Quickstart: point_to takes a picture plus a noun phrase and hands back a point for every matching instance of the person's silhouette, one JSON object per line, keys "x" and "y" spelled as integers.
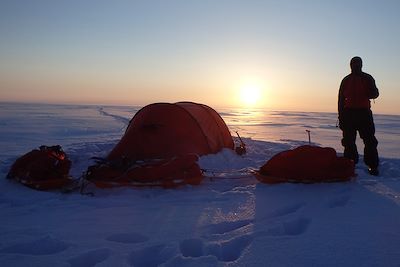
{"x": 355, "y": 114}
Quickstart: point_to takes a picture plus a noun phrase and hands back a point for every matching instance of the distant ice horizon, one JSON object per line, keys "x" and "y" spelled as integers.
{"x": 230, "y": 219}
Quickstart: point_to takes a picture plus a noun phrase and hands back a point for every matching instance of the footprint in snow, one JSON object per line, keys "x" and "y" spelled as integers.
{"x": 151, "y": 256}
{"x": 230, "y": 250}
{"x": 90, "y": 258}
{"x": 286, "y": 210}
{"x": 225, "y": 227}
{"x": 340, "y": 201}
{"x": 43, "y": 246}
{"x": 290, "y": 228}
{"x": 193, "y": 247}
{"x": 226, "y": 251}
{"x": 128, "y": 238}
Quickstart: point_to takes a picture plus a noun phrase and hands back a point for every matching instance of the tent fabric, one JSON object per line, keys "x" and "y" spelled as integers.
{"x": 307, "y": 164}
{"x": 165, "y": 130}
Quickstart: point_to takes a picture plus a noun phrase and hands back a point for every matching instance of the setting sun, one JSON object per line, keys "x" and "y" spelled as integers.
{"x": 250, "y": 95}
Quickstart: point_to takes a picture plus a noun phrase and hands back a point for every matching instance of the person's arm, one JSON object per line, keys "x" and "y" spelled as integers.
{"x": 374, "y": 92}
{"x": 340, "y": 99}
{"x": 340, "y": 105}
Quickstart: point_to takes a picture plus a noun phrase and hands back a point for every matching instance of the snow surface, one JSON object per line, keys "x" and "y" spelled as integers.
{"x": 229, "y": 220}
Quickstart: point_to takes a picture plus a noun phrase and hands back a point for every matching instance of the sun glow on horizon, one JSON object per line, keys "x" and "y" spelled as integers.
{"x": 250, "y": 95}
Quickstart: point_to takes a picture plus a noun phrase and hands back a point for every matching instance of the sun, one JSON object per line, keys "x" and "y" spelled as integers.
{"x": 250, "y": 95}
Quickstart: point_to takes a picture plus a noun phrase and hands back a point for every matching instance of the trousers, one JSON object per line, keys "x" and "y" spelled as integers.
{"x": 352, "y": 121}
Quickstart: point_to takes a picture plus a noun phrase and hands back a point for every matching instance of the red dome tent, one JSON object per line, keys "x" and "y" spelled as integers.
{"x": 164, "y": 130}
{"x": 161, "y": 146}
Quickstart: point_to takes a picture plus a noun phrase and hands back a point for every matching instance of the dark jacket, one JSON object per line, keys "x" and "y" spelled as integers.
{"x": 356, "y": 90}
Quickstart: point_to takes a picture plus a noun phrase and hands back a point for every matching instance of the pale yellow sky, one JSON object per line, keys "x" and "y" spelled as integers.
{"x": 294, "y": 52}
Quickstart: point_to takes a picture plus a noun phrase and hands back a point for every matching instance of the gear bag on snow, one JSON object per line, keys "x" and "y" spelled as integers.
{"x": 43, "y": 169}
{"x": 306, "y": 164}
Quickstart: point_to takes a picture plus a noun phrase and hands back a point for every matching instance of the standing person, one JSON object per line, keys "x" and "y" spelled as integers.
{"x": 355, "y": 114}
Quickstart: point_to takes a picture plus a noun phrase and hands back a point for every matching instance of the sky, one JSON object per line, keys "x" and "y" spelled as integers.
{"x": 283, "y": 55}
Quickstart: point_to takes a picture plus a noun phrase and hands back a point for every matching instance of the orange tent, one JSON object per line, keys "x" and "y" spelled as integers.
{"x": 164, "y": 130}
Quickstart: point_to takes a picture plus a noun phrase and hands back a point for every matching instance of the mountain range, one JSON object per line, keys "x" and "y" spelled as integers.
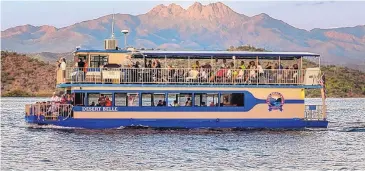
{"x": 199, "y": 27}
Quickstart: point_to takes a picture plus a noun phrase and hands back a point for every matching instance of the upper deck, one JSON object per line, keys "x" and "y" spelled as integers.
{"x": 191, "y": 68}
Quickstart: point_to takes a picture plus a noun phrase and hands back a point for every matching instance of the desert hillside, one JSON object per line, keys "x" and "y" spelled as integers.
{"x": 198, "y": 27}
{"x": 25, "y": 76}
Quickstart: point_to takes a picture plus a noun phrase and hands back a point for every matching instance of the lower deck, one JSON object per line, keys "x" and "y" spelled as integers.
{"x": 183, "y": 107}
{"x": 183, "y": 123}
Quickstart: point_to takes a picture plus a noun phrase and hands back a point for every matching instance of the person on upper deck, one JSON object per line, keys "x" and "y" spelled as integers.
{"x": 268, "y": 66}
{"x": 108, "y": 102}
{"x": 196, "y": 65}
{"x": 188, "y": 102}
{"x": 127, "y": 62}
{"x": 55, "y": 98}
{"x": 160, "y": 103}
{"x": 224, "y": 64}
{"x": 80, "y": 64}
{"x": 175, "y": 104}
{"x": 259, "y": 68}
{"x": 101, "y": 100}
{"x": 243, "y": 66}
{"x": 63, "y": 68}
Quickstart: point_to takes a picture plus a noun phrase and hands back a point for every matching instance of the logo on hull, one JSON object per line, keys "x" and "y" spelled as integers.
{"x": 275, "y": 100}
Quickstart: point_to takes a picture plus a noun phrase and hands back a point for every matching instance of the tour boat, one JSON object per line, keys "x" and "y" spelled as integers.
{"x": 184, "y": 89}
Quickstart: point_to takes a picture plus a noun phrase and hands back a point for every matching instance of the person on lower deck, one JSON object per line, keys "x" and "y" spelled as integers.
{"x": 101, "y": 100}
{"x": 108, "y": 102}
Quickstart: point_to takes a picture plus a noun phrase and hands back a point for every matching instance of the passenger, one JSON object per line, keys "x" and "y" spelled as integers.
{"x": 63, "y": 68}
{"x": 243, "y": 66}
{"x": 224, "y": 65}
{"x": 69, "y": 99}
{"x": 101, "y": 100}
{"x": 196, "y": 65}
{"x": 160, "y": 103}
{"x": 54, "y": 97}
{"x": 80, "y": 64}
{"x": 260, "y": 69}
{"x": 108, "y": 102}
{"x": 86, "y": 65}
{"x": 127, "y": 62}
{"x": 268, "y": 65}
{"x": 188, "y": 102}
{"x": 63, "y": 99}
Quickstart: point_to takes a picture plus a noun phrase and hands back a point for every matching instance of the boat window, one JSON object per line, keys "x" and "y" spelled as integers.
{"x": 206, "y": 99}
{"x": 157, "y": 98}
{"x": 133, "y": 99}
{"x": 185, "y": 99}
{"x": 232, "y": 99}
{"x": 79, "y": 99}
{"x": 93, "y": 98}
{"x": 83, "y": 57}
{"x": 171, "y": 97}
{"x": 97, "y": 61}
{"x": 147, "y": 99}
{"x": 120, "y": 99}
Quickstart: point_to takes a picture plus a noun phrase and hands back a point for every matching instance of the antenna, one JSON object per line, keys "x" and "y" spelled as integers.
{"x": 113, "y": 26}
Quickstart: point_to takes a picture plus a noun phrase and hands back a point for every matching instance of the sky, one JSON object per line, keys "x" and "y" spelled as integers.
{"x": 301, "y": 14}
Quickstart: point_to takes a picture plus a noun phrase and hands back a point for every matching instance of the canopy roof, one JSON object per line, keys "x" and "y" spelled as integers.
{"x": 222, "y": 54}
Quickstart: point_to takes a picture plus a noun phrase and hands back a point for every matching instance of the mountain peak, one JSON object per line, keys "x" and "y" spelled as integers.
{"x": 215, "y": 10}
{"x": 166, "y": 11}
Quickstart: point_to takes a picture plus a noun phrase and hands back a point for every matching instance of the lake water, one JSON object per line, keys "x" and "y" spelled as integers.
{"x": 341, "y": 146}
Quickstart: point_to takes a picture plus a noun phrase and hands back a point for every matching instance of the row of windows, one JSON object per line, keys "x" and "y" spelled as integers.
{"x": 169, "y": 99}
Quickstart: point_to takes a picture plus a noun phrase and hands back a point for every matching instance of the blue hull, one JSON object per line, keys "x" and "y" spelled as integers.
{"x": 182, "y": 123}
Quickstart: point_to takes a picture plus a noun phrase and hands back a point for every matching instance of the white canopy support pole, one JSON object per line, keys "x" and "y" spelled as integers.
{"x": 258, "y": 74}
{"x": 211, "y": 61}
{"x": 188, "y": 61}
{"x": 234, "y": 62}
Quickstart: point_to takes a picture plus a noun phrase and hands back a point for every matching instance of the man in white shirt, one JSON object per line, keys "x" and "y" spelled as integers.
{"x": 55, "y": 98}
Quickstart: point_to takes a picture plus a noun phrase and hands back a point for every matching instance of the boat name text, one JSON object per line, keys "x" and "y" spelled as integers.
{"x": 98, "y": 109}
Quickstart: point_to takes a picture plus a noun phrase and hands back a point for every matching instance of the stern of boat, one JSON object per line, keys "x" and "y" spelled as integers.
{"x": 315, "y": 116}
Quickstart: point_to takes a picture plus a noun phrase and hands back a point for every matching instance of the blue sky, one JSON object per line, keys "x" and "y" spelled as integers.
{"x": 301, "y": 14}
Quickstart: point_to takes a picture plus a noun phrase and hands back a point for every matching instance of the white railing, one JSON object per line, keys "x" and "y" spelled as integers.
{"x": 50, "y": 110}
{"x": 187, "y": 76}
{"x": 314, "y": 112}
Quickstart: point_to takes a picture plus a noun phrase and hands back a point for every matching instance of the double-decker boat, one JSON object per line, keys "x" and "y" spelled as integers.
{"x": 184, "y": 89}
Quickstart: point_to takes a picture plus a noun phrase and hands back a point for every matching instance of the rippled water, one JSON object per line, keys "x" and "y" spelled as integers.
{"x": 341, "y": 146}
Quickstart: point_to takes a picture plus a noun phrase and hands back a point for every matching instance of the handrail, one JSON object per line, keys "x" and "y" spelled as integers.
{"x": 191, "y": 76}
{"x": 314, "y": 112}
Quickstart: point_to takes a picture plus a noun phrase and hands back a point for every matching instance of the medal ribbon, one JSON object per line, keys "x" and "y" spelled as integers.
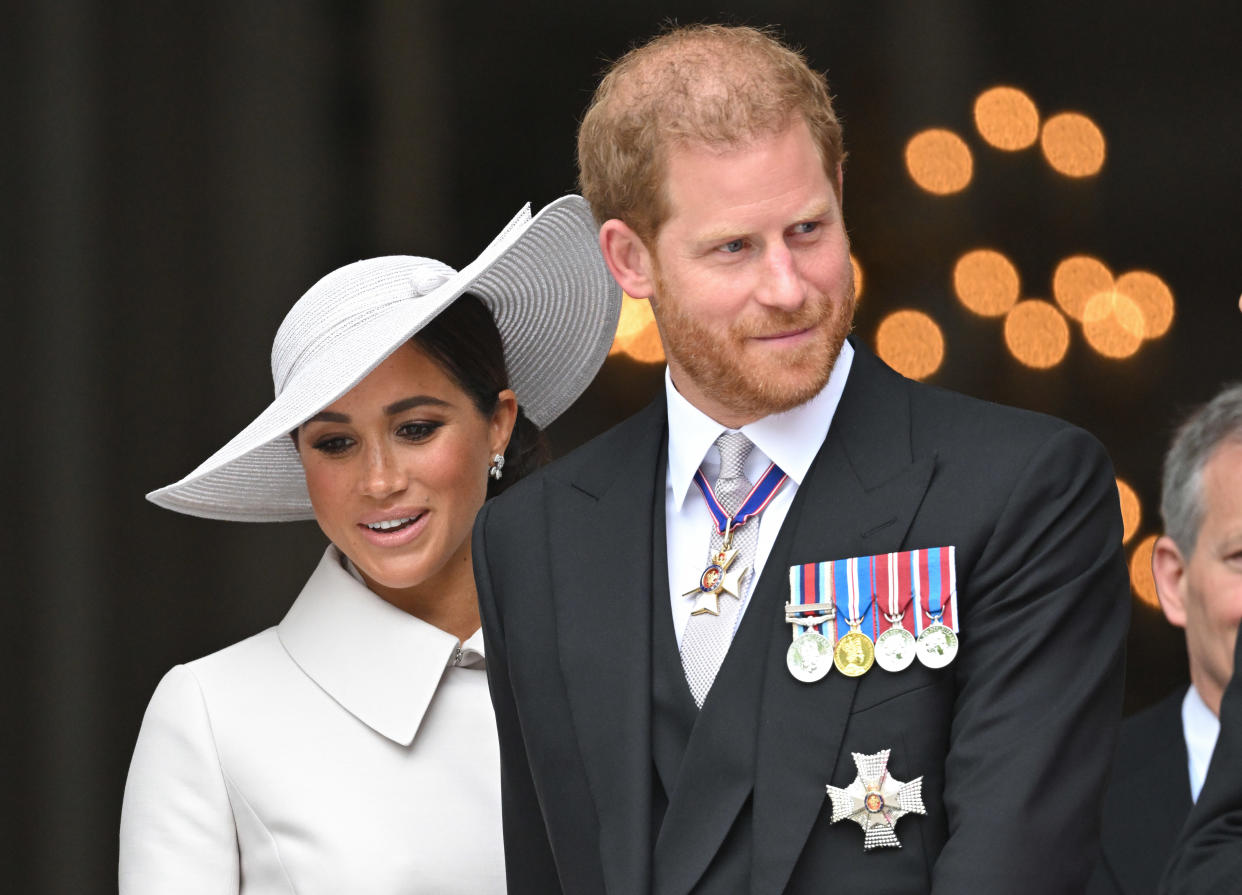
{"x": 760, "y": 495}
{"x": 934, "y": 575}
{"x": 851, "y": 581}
-------------------------
Description of the task: The copy should hold exactly the lines from the line containing "of the rippled" through the end of the data, both ends included, and no pictures.

The response:
Quickstart: point_to takes a picture plus a noun phrase and hands back a point for every matching instance of the rippled water, one JSON object per line, keys "x" and "y" spelled as integers.
{"x": 341, "y": 146}
Quickstart: point_to takes a picture plus a noun phrase and hands back a point for every matching instance of the handrail, one JSON object per line, keys "x" and "y" spelled as integers.
{"x": 191, "y": 76}
{"x": 314, "y": 112}
Quickstart: point_to takes a picture plus a noun phrase and hands back a point for every matching instance of the medal ribbon, one JSON object per line, keys "x" and "y" spelled as integers.
{"x": 760, "y": 495}
{"x": 934, "y": 575}
{"x": 851, "y": 581}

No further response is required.